Exercício: No texto sobre dispensa de licitação, o parágrafo único do Art. 26 enumera elementos para instruir o processo de dispensa, de inexigibilidade ou de retardamento. Liste todos eles.

====== Página ======

A Advocacia-Geral da União editou a Orientação Normativa n. 11/2009, com o seguinte enunciado:
“A CONTRATAÇÃO DIRETA COM FUNDAMENTO NO INC. IV DO ART. 24 DA LEI Nº 8.666, DE 1993, EXIGE QUE, CONCOMITANTEMENTE, SEJA APURADO SE A SITUAÇÃO EMERGENCIAL FOI GERADA POR FALTA DE PLANEJAMENTO, DESÍDIA OU MÁ GESTÃO, HIPÓTESE QUE, QUEM LHE DEU CAUSA SERÁ RESPONSABILIZADO NA FORMA DA LEI.”
Desta forma, a situação de dispensa de licitação eventualmente existente deve ser justificada obrigatoriamente, devendo o processo instruído com: a caracterização da situação de dispensa, razão da escolha do fornecedor ou executante e justificativa do preço, conforme prevê o artigo 26 da Lei 8.666/93.
Art. 26. As dispensas previstas nos §§ 2o e 4o do art. 17 e no inciso III e seguintes do art. 24, as situações de inexigibilidade referidas no art. 25, necessariamente justificadas, e o retardamento previsto no final do parágrafo único do art. 8o desta Lei deverão ser comunicados, dentro de 3 (três) dias, à autoridade superior, para ratificação e publicação na imprensa oficial, no prazo de 5 (cinco) dias, como condição para a eficácia dos atos.
Parágrafo único. O processo de dispensa, de inexigibilidade ou de retardamento, previsto neste artigo, será instruído, no que couber, com os seguintes elementos:
I - caracterização da situação emergencial ou calamitosa que justifique a dispensa, quando for o caso;
II - razão da escolha do fornecedor ou executante;
III - justificativa do preço.
IV - documento de aprovação dos projetos de pesquisa aos quais os bens serão alocados.
A caracterização da situação fática, deve demonstrar porque a contratação direta por dispensa se tornou a é mais benéfica ao interesse público, caracterizando urgência de atendimento de situação, a qual possa ocasionar prejuízo ou comprometer a segurança das pessoas, obras, serviços, equipamentos e outros bens públicos ou particulares.

====== Dados armazenados ======

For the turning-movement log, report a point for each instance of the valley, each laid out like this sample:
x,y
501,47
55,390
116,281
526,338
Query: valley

======
====== Dados armazenados ======

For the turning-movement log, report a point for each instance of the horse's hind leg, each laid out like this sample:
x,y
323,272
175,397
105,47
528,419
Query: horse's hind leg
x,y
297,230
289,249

======

Resposta completa:
- caracterização da situação emergencial ou calamitosa que justifique a dispensa, quando for o caso
- razão da escolha do fornecedor ou executante
- justificativa do preço
- documento de aprovação dos projetos de pesquisa aos quais os bens serão alocados